▶ _WHAT THIS TASK INVOLVES_: Which lines run from the line with "query | boy's black t-shirt" through the line with "query | row of lit windows" in the entries below? Print them exactly, both ends included, and nothing more.

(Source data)
********
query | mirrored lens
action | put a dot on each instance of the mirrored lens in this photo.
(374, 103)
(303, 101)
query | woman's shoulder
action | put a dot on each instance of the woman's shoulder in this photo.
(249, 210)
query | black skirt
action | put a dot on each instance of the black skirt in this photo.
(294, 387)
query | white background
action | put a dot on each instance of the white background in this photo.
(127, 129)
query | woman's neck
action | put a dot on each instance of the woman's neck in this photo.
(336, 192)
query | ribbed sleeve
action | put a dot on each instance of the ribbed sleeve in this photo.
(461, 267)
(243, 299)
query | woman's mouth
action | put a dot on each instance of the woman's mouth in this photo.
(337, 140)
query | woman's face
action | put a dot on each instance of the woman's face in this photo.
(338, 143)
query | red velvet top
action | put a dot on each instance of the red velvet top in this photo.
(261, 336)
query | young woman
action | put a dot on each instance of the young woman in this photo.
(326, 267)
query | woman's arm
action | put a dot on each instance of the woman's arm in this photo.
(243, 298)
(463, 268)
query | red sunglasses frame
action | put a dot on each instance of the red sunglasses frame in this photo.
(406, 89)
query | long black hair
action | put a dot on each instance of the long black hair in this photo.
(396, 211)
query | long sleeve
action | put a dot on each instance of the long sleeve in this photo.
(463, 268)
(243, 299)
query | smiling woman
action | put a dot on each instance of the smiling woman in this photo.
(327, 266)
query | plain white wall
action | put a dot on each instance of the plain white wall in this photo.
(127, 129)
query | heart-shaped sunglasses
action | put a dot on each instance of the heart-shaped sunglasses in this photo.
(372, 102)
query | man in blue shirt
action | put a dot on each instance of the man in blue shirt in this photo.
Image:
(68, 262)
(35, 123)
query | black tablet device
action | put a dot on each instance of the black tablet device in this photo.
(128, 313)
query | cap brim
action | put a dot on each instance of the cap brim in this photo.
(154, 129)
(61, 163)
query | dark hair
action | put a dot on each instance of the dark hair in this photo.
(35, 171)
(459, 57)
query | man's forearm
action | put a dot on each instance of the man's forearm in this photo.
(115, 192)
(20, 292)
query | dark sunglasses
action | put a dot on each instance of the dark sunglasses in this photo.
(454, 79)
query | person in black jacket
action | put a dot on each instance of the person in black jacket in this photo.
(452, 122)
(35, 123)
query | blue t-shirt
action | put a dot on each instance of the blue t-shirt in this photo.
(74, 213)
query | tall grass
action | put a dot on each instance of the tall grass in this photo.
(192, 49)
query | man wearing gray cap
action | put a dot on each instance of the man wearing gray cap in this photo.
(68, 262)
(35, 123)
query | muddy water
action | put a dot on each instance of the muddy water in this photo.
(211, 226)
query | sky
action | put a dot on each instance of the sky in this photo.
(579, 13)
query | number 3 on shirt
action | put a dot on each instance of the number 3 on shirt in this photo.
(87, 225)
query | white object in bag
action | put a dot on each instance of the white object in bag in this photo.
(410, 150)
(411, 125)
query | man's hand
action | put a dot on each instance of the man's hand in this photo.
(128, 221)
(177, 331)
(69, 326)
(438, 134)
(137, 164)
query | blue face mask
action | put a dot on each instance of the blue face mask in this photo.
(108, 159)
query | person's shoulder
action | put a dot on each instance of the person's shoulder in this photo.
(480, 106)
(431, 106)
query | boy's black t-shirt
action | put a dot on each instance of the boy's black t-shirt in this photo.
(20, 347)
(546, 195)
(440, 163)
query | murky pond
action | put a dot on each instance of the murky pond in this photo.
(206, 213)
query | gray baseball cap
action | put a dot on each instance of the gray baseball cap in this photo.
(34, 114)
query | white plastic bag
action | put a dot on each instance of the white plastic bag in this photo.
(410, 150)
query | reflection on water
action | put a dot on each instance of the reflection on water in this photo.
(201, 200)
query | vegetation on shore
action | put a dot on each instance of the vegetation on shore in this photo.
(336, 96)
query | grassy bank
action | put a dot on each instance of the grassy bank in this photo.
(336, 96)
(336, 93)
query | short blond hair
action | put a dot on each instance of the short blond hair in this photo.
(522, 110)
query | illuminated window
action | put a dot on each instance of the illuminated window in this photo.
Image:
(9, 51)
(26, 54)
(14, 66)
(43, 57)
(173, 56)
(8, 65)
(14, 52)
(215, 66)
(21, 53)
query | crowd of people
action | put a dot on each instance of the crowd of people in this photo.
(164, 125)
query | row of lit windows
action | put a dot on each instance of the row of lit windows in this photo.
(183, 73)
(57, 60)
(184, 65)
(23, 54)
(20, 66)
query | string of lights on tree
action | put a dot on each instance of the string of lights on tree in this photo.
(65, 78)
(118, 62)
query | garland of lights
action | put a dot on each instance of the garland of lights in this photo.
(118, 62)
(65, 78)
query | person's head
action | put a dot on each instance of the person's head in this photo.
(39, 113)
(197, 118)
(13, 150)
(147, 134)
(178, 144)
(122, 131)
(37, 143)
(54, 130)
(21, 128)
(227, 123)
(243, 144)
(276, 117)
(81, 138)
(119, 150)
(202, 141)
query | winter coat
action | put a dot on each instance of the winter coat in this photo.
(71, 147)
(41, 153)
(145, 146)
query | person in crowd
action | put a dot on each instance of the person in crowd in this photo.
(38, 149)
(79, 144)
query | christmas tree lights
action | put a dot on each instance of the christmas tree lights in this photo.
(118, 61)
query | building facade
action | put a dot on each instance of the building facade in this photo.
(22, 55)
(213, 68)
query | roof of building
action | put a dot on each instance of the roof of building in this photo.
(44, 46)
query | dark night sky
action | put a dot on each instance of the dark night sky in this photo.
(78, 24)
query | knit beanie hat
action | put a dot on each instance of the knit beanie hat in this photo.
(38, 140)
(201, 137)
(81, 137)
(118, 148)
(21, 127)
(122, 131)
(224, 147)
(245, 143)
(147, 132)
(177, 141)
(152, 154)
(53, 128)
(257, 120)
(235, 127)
********
▶ _YOUR RESPONSE_:
query | boy's black t-shirt
action | put a dot on each instance of the boy's black t-shirt in this photo.
(20, 347)
(546, 195)
(440, 163)
query | murky pond
action | put a dot on each instance of the murky pond in this photo.
(206, 213)
query | gray baseball cap
action | put a dot on each instance of the gray baseball cap in this photo.
(34, 114)
query | white plastic bag
action | put a dot on each instance of the white plastic bag in this photo.
(410, 150)
query | reflection on water
action | put a dot on each instance of the reflection on water in this photo.
(201, 200)
query | vegetation on shore
action | put a dot on each instance of the vegetation on shore in this photo.
(336, 96)
query | grassy bank
action | put a dot on each instance of the grassy bank in this photo.
(336, 96)
(336, 93)
query | short blond hair
action | put a dot on each instance of the short blond hair in this photo.
(522, 110)
query | illuminated window
action | put a dot on each instance of the illuminated window in this photo.
Image:
(9, 51)
(26, 54)
(14, 66)
(43, 57)
(173, 56)
(8, 65)
(14, 52)
(215, 66)
(21, 53)
query | crowd of people
action | put a dot on each instance of the crowd of people in this photo.
(164, 125)
query | row of lit windows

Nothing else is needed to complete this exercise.